[Start Text to read]

The excess of pressure thus increases very rapidly in the uppermost portions because there rock is in contrast to air; in the next section only about two-thirds as quickly, since here water is present in the oceanic area. The maximum excess of pressure is reached at the depth of the ocean-floor. At still greater depths it will become smaller again, since now the heavy sima lies in the oceanic area, and causes there an accelerated increase of pressure; and on the under-surface of the continental blocks the pressures must naturally have been equalised.
Fig. 38.—Effect of the pressures on the margin of the continent (diagrammatic).

[End Text to read]
[Start Supplied information]

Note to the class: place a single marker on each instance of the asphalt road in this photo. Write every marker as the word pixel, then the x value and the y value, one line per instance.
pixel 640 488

[End Supplied information]

● Challenge: Carry on the passage about pressure differences at the edge of a continent, starting right after its last line.

● Final answer:
This difference of pressure produces a region of stress on the vertical continental margin, which is struggling to press out the material of the continental platform into the oceanic space, and most of all in the layer that forms the deep-sea floor of the ocean.[1] If the sial were mobile, it would spread out in this layer. Now that is not the case. But the sial is, however, plastic enough to yield noticeably to these enormous forces, as is well shown in the step-like faults, which as a rule accompany the margin of a continent (Fig. 38). This lateral forward flow of the deeper plastic layers is also the reason for the fact that the margins of blocks split asunder and widely

  1. The relations are exactly the reverse of those set forth by Willis, when he assumes an advance of the heavy oceanic rocks against the deeper layers of the continental blocks (Research in China, 1, p. 115, etc. Washington, 1907).